* _REQUIRED ACTION_
Line by line, transcribe all of the entries exactly.

EXERCISE DATA Start Marker

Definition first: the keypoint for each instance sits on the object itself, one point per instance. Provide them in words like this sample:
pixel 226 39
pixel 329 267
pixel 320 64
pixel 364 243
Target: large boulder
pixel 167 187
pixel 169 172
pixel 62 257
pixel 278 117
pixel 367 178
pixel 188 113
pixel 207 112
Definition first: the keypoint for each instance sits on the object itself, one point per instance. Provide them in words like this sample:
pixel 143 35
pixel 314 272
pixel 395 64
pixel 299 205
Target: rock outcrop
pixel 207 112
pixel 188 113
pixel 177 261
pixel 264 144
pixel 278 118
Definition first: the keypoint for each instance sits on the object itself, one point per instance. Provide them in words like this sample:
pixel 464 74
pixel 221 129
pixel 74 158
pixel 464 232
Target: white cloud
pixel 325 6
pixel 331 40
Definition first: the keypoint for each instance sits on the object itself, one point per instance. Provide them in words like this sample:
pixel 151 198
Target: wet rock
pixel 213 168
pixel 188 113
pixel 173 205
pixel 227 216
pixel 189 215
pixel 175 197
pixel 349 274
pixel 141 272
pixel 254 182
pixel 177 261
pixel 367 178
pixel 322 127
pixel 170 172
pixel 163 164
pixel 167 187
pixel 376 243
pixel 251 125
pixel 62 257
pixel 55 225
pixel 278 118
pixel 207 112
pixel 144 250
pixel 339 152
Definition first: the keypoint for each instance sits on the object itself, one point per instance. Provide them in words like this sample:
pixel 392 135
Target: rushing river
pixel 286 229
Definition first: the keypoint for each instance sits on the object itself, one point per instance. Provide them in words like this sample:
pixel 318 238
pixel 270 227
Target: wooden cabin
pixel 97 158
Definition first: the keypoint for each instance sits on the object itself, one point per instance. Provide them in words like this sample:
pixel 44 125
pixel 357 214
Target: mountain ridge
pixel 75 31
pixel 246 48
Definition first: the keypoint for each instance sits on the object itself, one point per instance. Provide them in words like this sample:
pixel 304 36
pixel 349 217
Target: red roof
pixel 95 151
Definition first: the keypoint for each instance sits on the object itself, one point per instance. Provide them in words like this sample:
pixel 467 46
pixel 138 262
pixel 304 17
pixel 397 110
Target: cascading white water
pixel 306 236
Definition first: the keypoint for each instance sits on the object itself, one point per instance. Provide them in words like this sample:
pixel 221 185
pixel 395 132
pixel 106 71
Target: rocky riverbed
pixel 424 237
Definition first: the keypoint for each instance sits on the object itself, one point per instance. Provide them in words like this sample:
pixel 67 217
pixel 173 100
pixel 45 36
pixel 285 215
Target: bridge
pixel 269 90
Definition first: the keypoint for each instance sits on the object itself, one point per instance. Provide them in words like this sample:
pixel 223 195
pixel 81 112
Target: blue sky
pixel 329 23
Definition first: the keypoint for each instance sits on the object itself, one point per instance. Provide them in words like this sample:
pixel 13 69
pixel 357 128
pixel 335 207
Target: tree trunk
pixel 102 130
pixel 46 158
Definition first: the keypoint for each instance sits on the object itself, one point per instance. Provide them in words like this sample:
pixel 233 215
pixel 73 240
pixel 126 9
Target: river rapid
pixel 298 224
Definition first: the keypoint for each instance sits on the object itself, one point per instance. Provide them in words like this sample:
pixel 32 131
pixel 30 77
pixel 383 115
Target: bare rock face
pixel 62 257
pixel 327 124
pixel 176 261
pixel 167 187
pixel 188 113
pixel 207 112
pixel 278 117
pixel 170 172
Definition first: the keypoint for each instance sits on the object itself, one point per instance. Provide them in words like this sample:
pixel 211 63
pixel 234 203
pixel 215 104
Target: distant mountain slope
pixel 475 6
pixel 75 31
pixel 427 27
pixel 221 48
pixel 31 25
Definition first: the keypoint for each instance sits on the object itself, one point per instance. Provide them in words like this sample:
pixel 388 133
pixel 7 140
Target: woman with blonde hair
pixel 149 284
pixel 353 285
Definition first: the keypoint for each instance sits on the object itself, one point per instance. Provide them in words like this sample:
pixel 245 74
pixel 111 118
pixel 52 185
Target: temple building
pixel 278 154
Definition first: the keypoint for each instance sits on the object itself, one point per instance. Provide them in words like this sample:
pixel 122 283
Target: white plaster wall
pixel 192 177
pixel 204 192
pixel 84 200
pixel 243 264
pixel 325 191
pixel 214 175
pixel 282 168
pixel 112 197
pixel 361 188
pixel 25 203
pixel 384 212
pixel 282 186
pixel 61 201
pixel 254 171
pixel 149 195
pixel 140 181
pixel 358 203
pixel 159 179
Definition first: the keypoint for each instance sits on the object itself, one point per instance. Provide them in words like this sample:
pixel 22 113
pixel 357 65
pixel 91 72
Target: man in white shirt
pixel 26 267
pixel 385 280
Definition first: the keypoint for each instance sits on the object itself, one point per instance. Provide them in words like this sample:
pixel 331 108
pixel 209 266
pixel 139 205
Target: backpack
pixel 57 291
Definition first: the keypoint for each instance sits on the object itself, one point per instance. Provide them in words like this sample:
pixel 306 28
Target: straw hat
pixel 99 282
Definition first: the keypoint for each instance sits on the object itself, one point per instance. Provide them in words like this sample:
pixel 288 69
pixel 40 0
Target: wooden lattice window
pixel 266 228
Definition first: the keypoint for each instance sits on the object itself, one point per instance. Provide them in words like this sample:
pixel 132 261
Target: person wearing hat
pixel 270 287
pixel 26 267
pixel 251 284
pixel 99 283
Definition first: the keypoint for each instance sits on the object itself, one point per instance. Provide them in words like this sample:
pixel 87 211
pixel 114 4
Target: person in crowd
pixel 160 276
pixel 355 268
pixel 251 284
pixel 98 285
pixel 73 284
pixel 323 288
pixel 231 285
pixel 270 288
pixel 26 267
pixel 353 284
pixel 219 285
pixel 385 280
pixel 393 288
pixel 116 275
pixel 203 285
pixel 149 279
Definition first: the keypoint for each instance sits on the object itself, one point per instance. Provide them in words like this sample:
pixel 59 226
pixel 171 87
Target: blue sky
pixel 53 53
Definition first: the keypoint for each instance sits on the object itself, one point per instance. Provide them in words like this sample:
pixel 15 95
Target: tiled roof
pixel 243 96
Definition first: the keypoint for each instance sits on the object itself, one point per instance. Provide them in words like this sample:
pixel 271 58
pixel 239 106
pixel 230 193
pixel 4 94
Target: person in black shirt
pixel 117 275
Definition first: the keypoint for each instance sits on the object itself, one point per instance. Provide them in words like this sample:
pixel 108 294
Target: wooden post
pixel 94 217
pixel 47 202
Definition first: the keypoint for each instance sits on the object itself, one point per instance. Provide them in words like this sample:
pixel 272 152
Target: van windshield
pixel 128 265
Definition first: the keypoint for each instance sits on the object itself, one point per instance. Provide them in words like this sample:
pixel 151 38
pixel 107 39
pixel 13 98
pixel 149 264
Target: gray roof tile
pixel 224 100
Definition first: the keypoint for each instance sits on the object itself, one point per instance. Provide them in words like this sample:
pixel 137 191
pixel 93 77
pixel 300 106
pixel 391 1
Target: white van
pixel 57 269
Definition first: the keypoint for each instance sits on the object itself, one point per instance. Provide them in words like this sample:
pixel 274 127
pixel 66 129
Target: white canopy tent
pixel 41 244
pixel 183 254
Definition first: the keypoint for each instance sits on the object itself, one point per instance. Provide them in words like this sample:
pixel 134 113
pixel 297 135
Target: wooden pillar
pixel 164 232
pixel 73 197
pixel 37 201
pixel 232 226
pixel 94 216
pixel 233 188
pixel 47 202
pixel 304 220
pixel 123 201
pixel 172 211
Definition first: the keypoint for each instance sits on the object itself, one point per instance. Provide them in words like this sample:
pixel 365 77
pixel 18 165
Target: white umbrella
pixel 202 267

EXERCISE DATA End Marker

* _EXERCISE RESULT_
Definition first: the keypoint for each instance sits on the object itself, one point per instance. Provide them in words like this sample:
pixel 226 39
pixel 329 267
pixel 320 64
pixel 364 243
Target: large boulder
pixel 167 187
pixel 169 172
pixel 62 257
pixel 278 117
pixel 367 178
pixel 188 113
pixel 207 112
Definition first: the keypoint for each instance sits on the object itself, one point per instance. Provide them in words like this sample:
pixel 143 35
pixel 314 272
pixel 395 64
pixel 299 205
Target: rock outcrop
pixel 207 112
pixel 188 113
pixel 177 261
pixel 264 144
pixel 278 118
Definition first: the keypoint for each instance sits on the object itself, one point per instance. Provide them in words like this sample:
pixel 464 74
pixel 221 129
pixel 74 158
pixel 464 232
Target: white cloud
pixel 325 6
pixel 331 40
Definition first: the keypoint for each instance sits on the object itself, one point per instance. Provide them in words like this sample:
pixel 151 198
Target: wet rock
pixel 213 168
pixel 188 113
pixel 173 205
pixel 227 216
pixel 189 215
pixel 175 197
pixel 349 274
pixel 141 272
pixel 254 182
pixel 177 261
pixel 367 178
pixel 322 127
pixel 170 172
pixel 163 164
pixel 167 187
pixel 376 243
pixel 251 125
pixel 62 257
pixel 55 225
pixel 278 118
pixel 207 112
pixel 144 250
pixel 339 152
Definition first: the keypoint for each instance sits on the object itself, one point per instance. Provide them in words like this sample:
pixel 392 135
Target: rushing river
pixel 286 229
Definition first: the keypoint for each instance sits on the object itself, one point per instance. Provide them in words like this sample:
pixel 318 238
pixel 270 227
Target: wooden cabin
pixel 97 158
Definition first: the keypoint for each instance sits on the object itself, one point per instance. Provide them in words like this sample:
pixel 44 125
pixel 357 214
Target: mountain ridge
pixel 75 31
pixel 246 48
Definition first: the keypoint for each instance sits on the object itself, one point per instance. Provide them in words like this sample:
pixel 304 36
pixel 349 217
Target: red roof
pixel 95 151
Definition first: the keypoint for each instance sits on the object itself, one point per instance. Provide them in words like this sample:
pixel 467 46
pixel 138 262
pixel 304 17
pixel 397 110
Target: cascading white water
pixel 306 236
Definition first: the keypoint for each instance sits on the object itself, one point per instance. Provide them in words like this sample:
pixel 221 185
pixel 395 132
pixel 106 71
Target: rocky riverbed
pixel 424 237
Definition first: the keypoint for each instance sits on the object itself, one point per instance. Provide them in words like this sample:
pixel 67 217
pixel 173 100
pixel 45 36
pixel 285 215
Target: bridge
pixel 269 90
Definition first: the keypoint for each instance sits on the object itself, one point per instance. Provide them in words like this sample:
pixel 223 195
pixel 81 112
Target: blue sky
pixel 329 23
Definition first: the keypoint for each instance sits on the object itself, one point per instance. Provide them in words like this sample:
pixel 13 69
pixel 357 128
pixel 335 207
Target: tree trunk
pixel 102 130
pixel 46 158
Definition first: the keypoint for each instance sits on the object itself, one point per instance. Provide them in words like this sample:
pixel 233 215
pixel 73 240
pixel 126 9
Target: river rapid
pixel 298 224
Definition first: the keypoint for each instance sits on the object itself, one point per instance. Provide them in words like this sample:
pixel 32 131
pixel 30 77
pixel 383 115
Target: bare rock face
pixel 62 257
pixel 327 124
pixel 176 261
pixel 167 187
pixel 188 113
pixel 207 112
pixel 278 117
pixel 170 172
Definition first: the keypoint for each instance sits on the object itself, one point per instance. Provide them in words like this sample:
pixel 211 63
pixel 234 203
pixel 215 104
Target: distant mountain slope
pixel 475 6
pixel 75 31
pixel 427 27
pixel 221 48
pixel 31 25
Definition first: the keypoint for each instance sits on the object itself, one point per instance. Provide them in words like this sample:
pixel 388 133
pixel 7 140
Target: woman with blonde hair
pixel 149 284
pixel 353 285
Definition first: the keypoint for each instance sits on the object itself, one point per instance. Provide them in words like this sample:
pixel 245 74
pixel 111 118
pixel 52 185
Target: temple building
pixel 278 154
Definition first: the keypoint for each instance sits on the object itself, one point per instance. Provide them in words like this sample:
pixel 122 283
Target: white plaster wall
pixel 192 177
pixel 204 192
pixel 84 200
pixel 243 264
pixel 325 191
pixel 214 175
pixel 282 168
pixel 112 197
pixel 361 188
pixel 25 203
pixel 384 212
pixel 282 186
pixel 61 201
pixel 254 171
pixel 149 195
pixel 140 181
pixel 358 203
pixel 159 179
Definition first: the keypoint for each instance sits on the object itself, one point per instance. Provide them in words like this sample:
pixel 22 113
pixel 357 65
pixel 91 72
Target: man in white shirt
pixel 26 267
pixel 385 280
Definition first: the keypoint for each instance sits on the object itself, one point per instance. Provide them in words like this sample:
pixel 331 108
pixel 209 266
pixel 139 205
Target: backpack
pixel 57 291
Definition first: the keypoint for each instance sits on the object itself, one point per instance. Provide them in words like this sample:
pixel 306 28
Target: straw hat
pixel 99 282
Definition first: the keypoint for each instance sits on the object itself, one point per instance. Provide them in words like this sample:
pixel 288 69
pixel 40 0
Target: wooden lattice window
pixel 266 228
Definition first: the keypoint for each instance sits on the object itself, one point per instance. Provide them in words like this sample:
pixel 132 261
Target: person wearing hat
pixel 270 287
pixel 26 267
pixel 251 284
pixel 99 283
Definition first: the keypoint for each instance sits on the object itself, one point per instance. Provide them in words like this sample:
pixel 87 211
pixel 114 4
Target: person in crowd
pixel 160 276
pixel 355 268
pixel 251 284
pixel 98 285
pixel 73 284
pixel 323 288
pixel 231 285
pixel 270 288
pixel 26 267
pixel 353 284
pixel 219 285
pixel 385 280
pixel 393 288
pixel 116 275
pixel 203 285
pixel 149 279
Definition first: the keypoint for each instance sits on the object itself, one point per instance. Provide them in words like this sample:
pixel 59 226
pixel 171 87
Target: blue sky
pixel 53 53
Definition first: the keypoint for each instance sits on the object itself, one point per instance. Provide them in words like this sample:
pixel 15 95
Target: tiled roof
pixel 243 96
Definition first: the keypoint for each instance sits on the object itself, one point per instance. Provide them in words like this sample:
pixel 271 58
pixel 239 106
pixel 230 193
pixel 4 94
Target: person in black shirt
pixel 117 275
Definition first: the keypoint for each instance sits on the object itself, one point per instance. Provide them in words like this sample:
pixel 108 294
Target: wooden post
pixel 94 217
pixel 47 202
Definition first: the keypoint for each instance sits on the object itself, one point per instance. Provide them in words like this sample:
pixel 272 152
Target: van windshield
pixel 128 265
Definition first: the keypoint for each instance sits on the object itself, one point per instance. Provide them in words like this sample:
pixel 151 38
pixel 107 39
pixel 13 98
pixel 149 264
Target: gray roof tile
pixel 224 100
Definition first: the keypoint for each instance sits on the object itself, one point per instance. Provide them in words like this sample:
pixel 137 191
pixel 93 77
pixel 300 106
pixel 391 1
Target: white van
pixel 57 269
Definition first: the keypoint for each instance sits on the object itself, one point per instance. Provide them in words like this sample:
pixel 274 127
pixel 66 129
Target: white canopy tent
pixel 41 244
pixel 183 254
Definition first: the keypoint for each instance sits on the object itself, one point per instance. Provide them in words like this sample:
pixel 134 113
pixel 297 135
Target: wooden pillar
pixel 164 232
pixel 73 197
pixel 37 201
pixel 232 226
pixel 94 216
pixel 233 188
pixel 47 202
pixel 304 220
pixel 123 201
pixel 172 211
Definition first: the keypoint for each instance sits on the object itself, one point per instance. Provide them in words like this sample:
pixel 365 77
pixel 18 165
Target: white umbrella
pixel 202 267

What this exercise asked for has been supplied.